Your goal ▸ Exactly as they appear, transcribe the entries and skip any pictures.

━━ Recorded information ━━

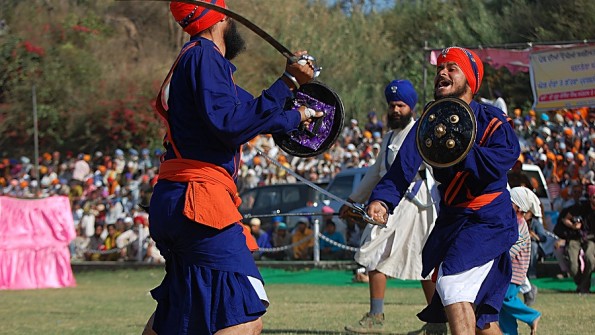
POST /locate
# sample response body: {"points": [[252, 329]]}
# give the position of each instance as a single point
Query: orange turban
{"points": [[194, 19], [469, 63]]}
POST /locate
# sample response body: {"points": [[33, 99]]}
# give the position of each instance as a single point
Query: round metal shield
{"points": [[446, 132], [322, 133]]}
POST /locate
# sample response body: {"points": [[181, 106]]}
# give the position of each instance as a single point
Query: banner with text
{"points": [[563, 78]]}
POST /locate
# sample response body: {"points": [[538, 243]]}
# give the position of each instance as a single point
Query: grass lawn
{"points": [[118, 302]]}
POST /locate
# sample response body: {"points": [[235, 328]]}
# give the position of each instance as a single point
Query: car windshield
{"points": [[342, 186]]}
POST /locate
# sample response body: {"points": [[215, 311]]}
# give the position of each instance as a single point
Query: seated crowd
{"points": [[106, 190]]}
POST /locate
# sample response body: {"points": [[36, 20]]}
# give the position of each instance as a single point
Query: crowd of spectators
{"points": [[106, 189]]}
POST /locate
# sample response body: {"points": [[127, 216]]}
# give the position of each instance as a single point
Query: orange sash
{"points": [[211, 198]]}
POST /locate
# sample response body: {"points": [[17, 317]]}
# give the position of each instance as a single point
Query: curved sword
{"points": [[248, 24], [355, 207]]}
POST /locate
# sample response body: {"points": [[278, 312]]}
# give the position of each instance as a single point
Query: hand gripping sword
{"points": [[355, 207]]}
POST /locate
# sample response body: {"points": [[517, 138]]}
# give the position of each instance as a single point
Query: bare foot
{"points": [[534, 326]]}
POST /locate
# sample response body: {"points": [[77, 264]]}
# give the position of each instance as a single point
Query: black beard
{"points": [[400, 123], [458, 93], [234, 42]]}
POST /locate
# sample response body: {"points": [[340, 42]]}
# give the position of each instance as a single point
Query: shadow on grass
{"points": [[324, 332]]}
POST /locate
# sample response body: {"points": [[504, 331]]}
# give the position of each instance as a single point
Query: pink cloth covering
{"points": [[34, 238]]}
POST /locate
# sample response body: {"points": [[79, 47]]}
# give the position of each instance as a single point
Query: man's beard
{"points": [[458, 93], [399, 123], [234, 42]]}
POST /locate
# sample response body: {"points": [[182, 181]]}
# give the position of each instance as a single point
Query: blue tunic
{"points": [[206, 287], [465, 237]]}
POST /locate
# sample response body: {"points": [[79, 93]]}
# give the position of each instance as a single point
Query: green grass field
{"points": [[118, 302]]}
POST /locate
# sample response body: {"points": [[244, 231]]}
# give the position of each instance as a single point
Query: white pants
{"points": [[463, 286]]}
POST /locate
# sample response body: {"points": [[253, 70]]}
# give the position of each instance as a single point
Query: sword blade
{"points": [[357, 209], [247, 23]]}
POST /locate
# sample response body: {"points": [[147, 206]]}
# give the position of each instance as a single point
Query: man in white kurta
{"points": [[395, 250]]}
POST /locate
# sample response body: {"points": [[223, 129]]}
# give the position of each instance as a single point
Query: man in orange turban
{"points": [[469, 246]]}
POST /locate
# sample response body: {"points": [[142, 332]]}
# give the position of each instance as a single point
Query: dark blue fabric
{"points": [[206, 287], [211, 117], [463, 238]]}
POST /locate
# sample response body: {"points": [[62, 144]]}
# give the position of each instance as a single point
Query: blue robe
{"points": [[207, 287], [463, 237]]}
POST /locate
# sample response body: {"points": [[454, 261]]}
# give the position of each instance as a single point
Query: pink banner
{"points": [[34, 238]]}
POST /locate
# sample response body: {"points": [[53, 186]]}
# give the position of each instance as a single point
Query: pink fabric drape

━━━

Written reply ▸
POST /locate
# sample response body: {"points": [[252, 329]]}
# give the position of each instance as a single point
Query: orange turban
{"points": [[194, 19], [469, 63]]}
POST /locate
# sample response body: {"points": [[33, 99]]}
# give the position of each instance as a single point
Query: round metal shield
{"points": [[446, 132], [322, 133]]}
POST /locate
# sample response body: {"points": [[181, 106]]}
# give the position of each instance as a single point
Query: banner with text
{"points": [[563, 78]]}
POST /locate
# sample response body: {"points": [[538, 243]]}
# give the position of each instance as a single point
Query: grass lawn
{"points": [[118, 302]]}
POST /locate
# sample response body: {"points": [[235, 328]]}
# give the position of each instance as a single point
Query: car windshield
{"points": [[342, 186]]}
POST /locate
# sample response body: {"points": [[215, 311]]}
# give the position of each instance as a single point
Query: seated crowd
{"points": [[106, 190]]}
POST /locate
# sample response body: {"points": [[36, 20]]}
# give the position of each instance as a single point
Query: crowd of spectators
{"points": [[106, 189]]}
POST /locate
# sample response body: {"points": [[127, 216]]}
# give the position of each instance as a single point
Query: orange sash
{"points": [[211, 198]]}
POST /locate
# sample response body: {"points": [[17, 317]]}
# give the position of each instance as a single point
Query: curved sword
{"points": [[248, 24], [355, 207]]}
POST /locate
# sample response body: {"points": [[278, 312]]}
# give the position of each instance as a single point
Query: hand gripping sword
{"points": [[355, 207]]}
POST /locate
# sample response body: {"points": [[517, 138]]}
# give the position of each instance as a single point
Query: bare foot
{"points": [[534, 326]]}
POST /locate
# sample response body: {"points": [[77, 264]]}
# give the position of each instance as a single point
Query: black beard
{"points": [[400, 123], [458, 93], [234, 42]]}
POST /locate
# sample response body: {"points": [[340, 42]]}
# give the position of each instance as a single point
Query: shadow on grass
{"points": [[324, 332]]}
POST /locate
# sample response body: {"points": [[504, 331]]}
# give the position of each instance as a single point
Query: pink cloth covering
{"points": [[34, 238]]}
POST /locate
# sample response body: {"points": [[79, 47]]}
# give the position of each instance as a single point
Query: man's beard
{"points": [[458, 93], [399, 123], [234, 42]]}
POST /locate
# sample response body: {"points": [[182, 181]]}
# give the position of each instance as a single point
Query: blue tunic
{"points": [[206, 287], [465, 237]]}
POST /locate
# sample response body: {"points": [[79, 93]]}
# give the position of each instance as a single point
Query: green grass field
{"points": [[118, 302]]}
POST /locate
# sample response body: {"points": [[244, 231]]}
# give the position of each instance as a single point
Query: white pants
{"points": [[463, 286]]}
POST /locate
# sample response body: {"points": [[253, 70]]}
# give the position of each instance as a single point
Query: sword blade
{"points": [[357, 209], [247, 23]]}
POST /locate
# sample response body: {"points": [[147, 206]]}
# give the position of each instance as a single point
Query: man in white kurta
{"points": [[395, 250]]}
POST /locate
# sample response body: {"points": [[223, 129]]}
# give the position of each instance as a single point
Query: man in orange turban
{"points": [[469, 246]]}
POST /locate
# sample response body: {"points": [[142, 332]]}
# give the position of each instance as a single point
Query: dark blue fabric
{"points": [[206, 287], [211, 117], [463, 238]]}
POST /locate
# sample response body: {"points": [[62, 144]]}
# give the position of each instance as a single point
Query: blue robe
{"points": [[207, 287], [463, 237]]}
POST /locate
# sample response body: {"points": [[454, 261]]}
# give the position of each instance as a single point
Query: pink banner
{"points": [[34, 238]]}
POST /locate
# sample response body: {"points": [[53, 186]]}
# give the position of each instance as a single point
Query: pink fabric drape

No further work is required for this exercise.